<<<<
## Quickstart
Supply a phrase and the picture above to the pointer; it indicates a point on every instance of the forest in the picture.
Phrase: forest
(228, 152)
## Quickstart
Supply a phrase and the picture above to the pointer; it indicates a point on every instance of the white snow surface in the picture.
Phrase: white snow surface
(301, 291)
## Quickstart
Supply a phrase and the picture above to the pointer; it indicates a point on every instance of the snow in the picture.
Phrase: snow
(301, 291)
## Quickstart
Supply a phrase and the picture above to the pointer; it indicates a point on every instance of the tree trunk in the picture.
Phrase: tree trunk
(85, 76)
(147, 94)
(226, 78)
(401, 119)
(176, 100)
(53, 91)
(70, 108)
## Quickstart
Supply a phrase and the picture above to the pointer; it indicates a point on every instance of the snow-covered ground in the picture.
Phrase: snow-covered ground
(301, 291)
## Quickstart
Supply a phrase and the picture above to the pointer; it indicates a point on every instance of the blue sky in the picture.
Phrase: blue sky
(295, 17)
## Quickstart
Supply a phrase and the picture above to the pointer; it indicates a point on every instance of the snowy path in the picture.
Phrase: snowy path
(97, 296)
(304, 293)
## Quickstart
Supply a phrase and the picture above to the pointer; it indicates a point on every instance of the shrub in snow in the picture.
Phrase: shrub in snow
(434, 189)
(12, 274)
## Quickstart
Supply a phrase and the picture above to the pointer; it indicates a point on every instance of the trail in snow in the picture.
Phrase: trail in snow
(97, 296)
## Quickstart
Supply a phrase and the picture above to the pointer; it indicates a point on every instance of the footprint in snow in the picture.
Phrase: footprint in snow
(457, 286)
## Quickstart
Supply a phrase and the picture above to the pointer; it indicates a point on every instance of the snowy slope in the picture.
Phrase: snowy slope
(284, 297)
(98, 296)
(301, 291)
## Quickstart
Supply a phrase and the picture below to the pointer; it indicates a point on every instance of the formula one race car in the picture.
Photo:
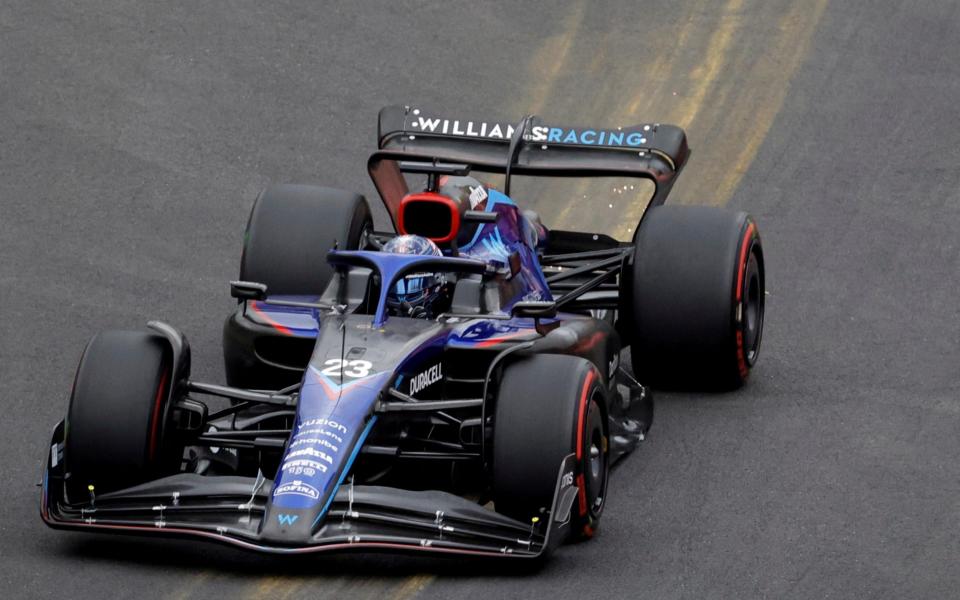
>>>>
• WHAT THE TASK ASKS: The lines from the one containing "slope in the picture." through the end of the data above are to be copied exactly, both ends included, and pictures are to be omitted.

• OUTPUT OF THE TASK:
Supply a phrase and the picture above to the pointer; it indicates a point on every instance of the snowy slope in the picture.
Phrase: snowy slope
(284, 297)
(98, 296)
(301, 291)
## Quickstart
Supply a phrase and the picture below to the pointer; it indicates a point on every instance of the formula one race car in the picture.
Photo:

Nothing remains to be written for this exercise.